GIVEN PROBLEM: Recast every line of the items below as a Markdown table with the columns Row and Text, numbering the rows and omitting blank lines. Leave the pictures out of the table.

'''

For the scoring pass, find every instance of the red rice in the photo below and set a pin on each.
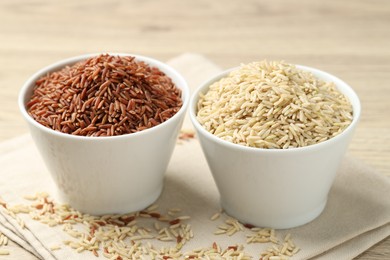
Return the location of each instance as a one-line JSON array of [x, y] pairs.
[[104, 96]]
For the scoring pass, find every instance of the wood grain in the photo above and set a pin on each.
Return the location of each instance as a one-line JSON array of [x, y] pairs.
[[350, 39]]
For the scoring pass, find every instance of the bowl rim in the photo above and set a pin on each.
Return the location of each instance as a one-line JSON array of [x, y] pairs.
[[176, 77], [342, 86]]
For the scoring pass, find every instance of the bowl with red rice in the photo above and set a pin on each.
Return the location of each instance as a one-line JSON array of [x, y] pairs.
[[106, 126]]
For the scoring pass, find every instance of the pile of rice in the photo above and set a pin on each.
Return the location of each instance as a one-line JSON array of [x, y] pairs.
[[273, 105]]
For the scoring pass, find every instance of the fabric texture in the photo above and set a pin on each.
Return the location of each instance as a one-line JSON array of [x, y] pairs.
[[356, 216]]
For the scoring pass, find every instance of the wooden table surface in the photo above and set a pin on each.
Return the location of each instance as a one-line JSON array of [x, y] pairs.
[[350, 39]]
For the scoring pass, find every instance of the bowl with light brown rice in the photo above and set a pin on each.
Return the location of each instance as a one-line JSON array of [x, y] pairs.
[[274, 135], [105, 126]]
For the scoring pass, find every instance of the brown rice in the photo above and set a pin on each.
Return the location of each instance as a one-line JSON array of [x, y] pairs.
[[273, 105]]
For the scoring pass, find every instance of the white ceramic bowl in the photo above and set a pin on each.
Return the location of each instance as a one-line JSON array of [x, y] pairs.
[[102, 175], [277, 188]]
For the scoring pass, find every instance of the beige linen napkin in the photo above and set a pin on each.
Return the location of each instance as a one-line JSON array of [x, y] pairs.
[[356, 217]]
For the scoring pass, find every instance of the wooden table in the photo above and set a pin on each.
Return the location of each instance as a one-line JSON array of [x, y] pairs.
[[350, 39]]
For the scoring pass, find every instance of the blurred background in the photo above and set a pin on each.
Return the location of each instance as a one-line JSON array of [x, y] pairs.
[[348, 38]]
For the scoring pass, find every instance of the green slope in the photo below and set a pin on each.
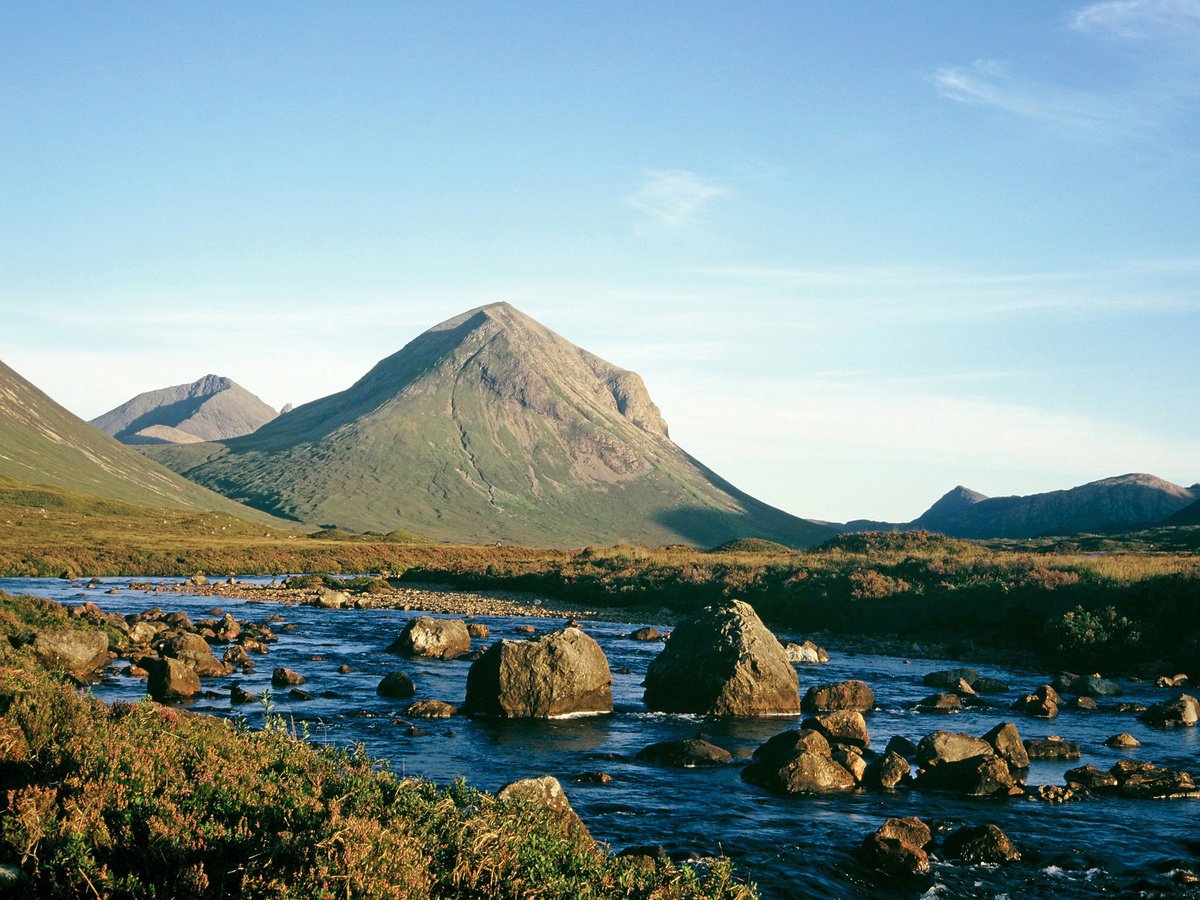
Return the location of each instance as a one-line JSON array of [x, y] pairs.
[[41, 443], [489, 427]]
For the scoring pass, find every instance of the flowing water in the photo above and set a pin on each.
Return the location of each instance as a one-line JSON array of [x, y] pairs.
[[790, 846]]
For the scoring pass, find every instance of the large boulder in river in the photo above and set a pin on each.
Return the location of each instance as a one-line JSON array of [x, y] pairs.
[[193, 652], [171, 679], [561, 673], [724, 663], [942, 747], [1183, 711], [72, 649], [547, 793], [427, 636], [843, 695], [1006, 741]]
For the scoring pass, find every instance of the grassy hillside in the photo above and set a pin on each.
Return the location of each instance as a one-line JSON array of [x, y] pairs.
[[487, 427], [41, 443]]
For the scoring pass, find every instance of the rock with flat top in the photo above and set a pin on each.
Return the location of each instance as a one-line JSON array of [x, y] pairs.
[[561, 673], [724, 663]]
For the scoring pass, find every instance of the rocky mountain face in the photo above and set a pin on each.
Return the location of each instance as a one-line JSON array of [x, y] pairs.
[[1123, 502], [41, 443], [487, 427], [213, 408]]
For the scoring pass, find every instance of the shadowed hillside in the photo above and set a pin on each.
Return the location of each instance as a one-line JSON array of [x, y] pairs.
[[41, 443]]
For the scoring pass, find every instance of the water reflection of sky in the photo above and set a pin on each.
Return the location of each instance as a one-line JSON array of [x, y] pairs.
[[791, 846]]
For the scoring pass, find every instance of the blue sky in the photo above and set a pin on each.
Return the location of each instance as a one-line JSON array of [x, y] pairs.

'''

ANSWER TO THE EXERCISE:
| Row | Text |
|---|---|
| 1 | For the scoring pass, find every instance of the red rice in the photo below and set a pin on each. |
| 2 | Return the location of each instance as a one-line JSON array of [x, y] pairs. |
| 3 | [[104, 96]] |
| 4 | For the scoring pass, find every instance of the wood grain in the photo above and set a pin on each. |
| 5 | Return the location of each instance as a one-line JSON array of [x, y] pairs. |
| 6 | [[350, 39]] |
| 7 | For the scoring pass, find every instance of the bowl rim in the photo above and set a pin on each. |
| 8 | Return the location of each instance as a one-line JSON array of [x, y] pairs. |
| 9 | [[176, 77], [342, 86]] |
| 10 | For the scoring pass, find every instance of the bowl with red rice in the photo above and set a pin on each. |
| 11 | Return the location of each instance as a one-line JSON array of [x, y] pairs. |
| 12 | [[106, 126]] |
| 13 | For the scoring pass, find every instance of the pile of rice in the photo above and set a pin on each. |
| 14 | Return the location of each instance as a one-line JSON array of [x, y] pairs. |
| 15 | [[273, 105]] |
| 16 | For the scoring pass, find every instance of the fabric texture in the photo above and set a pin on each. |
| 17 | Return the location of each instance as a one-line JSON array of [x, y] pairs. |
| 18 | [[356, 216]] |
| 19 | For the scoring pass, find every instance of the wooden table surface in the photo above and set a pin on each. |
| 20 | Return the location of each instance as a one-line JSON array of [x, y] pairs. |
| 21 | [[350, 39]] |
| 22 | For the scoring pass, find every instance of the bowl with light brown rice in the photo above and set a pin on each. |
| 23 | Return the location of each instance as a one-line JSON array of [x, y] pairs. |
| 24 | [[274, 135], [105, 126]] |
| 25 | For the scoring pass, find every instance of the brown rice in the photo above and set a pin on each. |
| 26 | Return the location of each instance as a one-line JSON array of [x, y] pairs. |
| 27 | [[273, 105]] |
| 28 | For the scoring pass, find every instance of the white ceramic bowl in the photo above and set a pin on each. |
| 29 | Return the location of each instance as a one-line JSON array of [x, y] pairs. |
| 30 | [[102, 175], [277, 188]] |
| 31 | For the scoring pass, find every instance of the beige linen napkin in the photo above and set a pin on each. |
| 32 | Return the location of each instance as a one-line JSON array of [x, y] pairs. |
| 33 | [[356, 217]] |
| 34 | For the scoring pass, find every instance of the wooden table in the photo above and set a pin on each. |
| 35 | Return the location of each instance as a one-line JSON array of [x, y] pairs. |
| 36 | [[350, 39]] |
| 37 | For the scoring pass, find every instance of the blurred background in the photo above and set a pin on each. |
| 38 | Return the location of each instance as a one-line JSON array of [x, y] pairs. |
| 39 | [[348, 38]] |
| 40 | For the scoring pass, find every instance of the green slope in the photo below and set a pin on each. |
| 41 | Return the location of each instance as a one-line JSON array of [x, y] pairs. |
| 42 | [[41, 443], [489, 427]] |
| 43 | For the scoring pass, find every instance of the flowing water in the photo above and set a pin on each. |
| 44 | Return the location of each instance as a one-line JSON array of [x, y] pairs. |
| 45 | [[790, 846]] |
| 46 | For the scoring pass, find every instance of the large boulder in river in the photo above and set a pin on each. |
| 47 | Return the location of each instance as a one-line JSON array of [x, y] pairs. |
| 48 | [[193, 652], [171, 679], [561, 673], [724, 663], [942, 747], [1183, 711], [72, 649], [547, 793], [427, 636], [843, 695], [1006, 741]] |
| 49 | For the scoring pass, find every instance of the grassy hillside in the photo above and set a pin on each. |
| 50 | Return the location of each instance as a one-line JSON array of [x, y] pairs. |
| 51 | [[487, 427], [41, 443]] |
| 52 | For the scoring pass, find every instance of the rock with flat top in the photo above and set a pin on each. |
| 53 | Return the location of each instance as a one-line JSON array of [x, y] pairs. |
| 54 | [[561, 673], [724, 663]] |
| 55 | For the scoring pass, find every instance of the rocky mountain face in the photo above and set a pin on each. |
| 56 | Return the location of each instance as a one-line JSON array of [x, y] pairs. |
| 57 | [[1123, 502], [41, 443], [487, 427], [213, 408]] |
| 58 | For the scoring pass, find every instance of the shadowed hillside in the photo above and set a pin on each. |
| 59 | Return the location of each instance as a one-line JSON array of [x, y] pairs. |
| 60 | [[41, 443]] |
| 61 | For the scoring pass, find every instance of the water reflection of sky in the photo above and set a pin on each. |
| 62 | Return the location of each instance as a one-line JSON array of [x, y] pairs. |
| 63 | [[791, 846]] |
| 64 | For the scoring pass, find every instance of the blue sky in the photo above and set a pin on each. |
| 65 | Return the location of each instance as a one-line JSON array of [x, y] pairs. |